Job ▸
Please continue the news article about oil refinery margins below, picking up right after its final sentence. The lines that follow the article are not part of it.

Reading text ▸
• • • • •

July 28, 2009 at 2:24 pm #3044
Oil Refiner Margins Poised to Rise as Shuttered Plants Increase
By Aaron Clark and Barbara Powell
July 20, 2009 (Bloomberg) — Refiners from Germany to Hawaii are weighing plans to shut or sell plants amid the biggest drop in oil demand in almost three decades.
Petroplus Holdings AG told workers in Teesside, northern England, their jobs are at risk. Royal Dutch Shell Plc may sell or close two plants in Germany and another in Montreal. Total SA will dismantle 25 percent of Frances biggest refinery. Chevron Corp. is reviewing its Hawaii plant. Within five years, about 25 percent of capacity in North America and 30 percent of Europes will be idled, the International Energy Agency says.
Traders are buying contracts that appreciate as the so- called crack spread that reflects the return from breaking crude into gasoline, diesel and heating oil increases. Margins representing profits from making fuel will rise to $10.71 a barrel in July 2012 from $8.97 on July 17, futures prices show.
Survival is all about how competitive your refinery is, said Jacques Rousseau, an energy analyst for Soleil Securities Corp. in Vienna, Virginia. The initial response has been to ratchet back production but the longer you go breaking even or losing money, you have to start considering closures.
Refiners such as Valero Energy Corp. and integrated oil companies including Shell may shut or sell unprofitable plants because fuel demand dropped during the first global recession since World War II. One out of six in the U.S. probably will close by 2020 if U.S. carbon-reduction legislation passes and new, more efficient plants come online in India and China, according to the American Petroleum Institute, a Washington- based group.
U.S. companies are operating below the five-year average of 88.3 percent of capacity as fuel stockpiles swell. U.S. plants ran at 87.8 percent in the week ended July 10, and inventories of distillates were the highest in 24 years, Energy Department data show.
The industry is going to have to go back to running at 80 percent or lower, said Ann Kohler, a New York-based analyst with Caris & Co.
Global margins dropped to $4.98 a barrel in the second quarter compared with $8.25 a year earlier, according to BP Plc data.
In the U.S., the profit from turning three barrels of crude into two of gasoline and one of distillate reached $23.95 on May 17, 2007, a record going back to at least 2000, when crude was at $64.86 a barrel, data compiled by Bloomberg show. When crude reached a record $147.27 a barrel on July 11, 2008, the crack spread had fallen to $11.762, the data show.

• • • • •

Dataset section ▸
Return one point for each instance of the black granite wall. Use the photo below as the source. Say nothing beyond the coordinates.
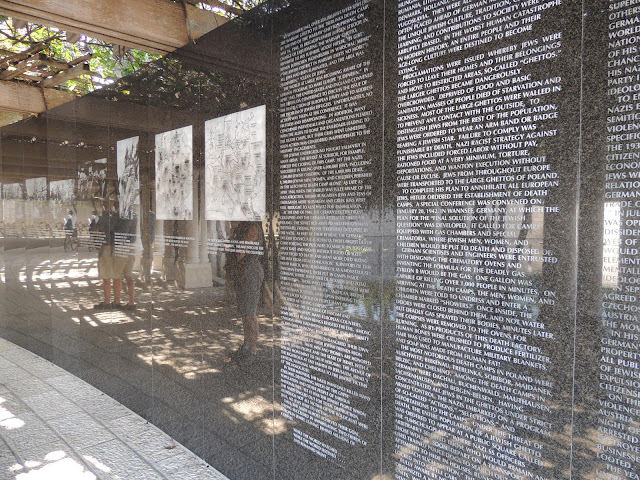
(448, 195)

• • • • •

The reply ▸
Record Profits <CER notes – remember this is Gross because Net Profits didnt get any Oil companies a place on Fortune 500 Top 50 Net Profit rankings>
Valero, the largest U.S. refiner, had record second-quarter profits of $2.25 billion in 2007 when the industrys spread averaged $20.20 a barrel. Net income was down to $1.15 billion in the third quarter of 2008 when futures showed the margin averaged $13.11, according to data compiled by Bloomberg.
With the gap now lower, Shell, Europes biggest oil company, may shut, sell or convert plants that account for 8.8 percent of its global capacity, or 349,530 barrels a day. The Hague-based company is reviewing the Montreal, Canada, plant, its Hamburg- Harburg and Heide sites in Germany and a 17 percent stake in New Zealand Refining Co., Rainer Winzenried, a spokesman, said in a telephone interview.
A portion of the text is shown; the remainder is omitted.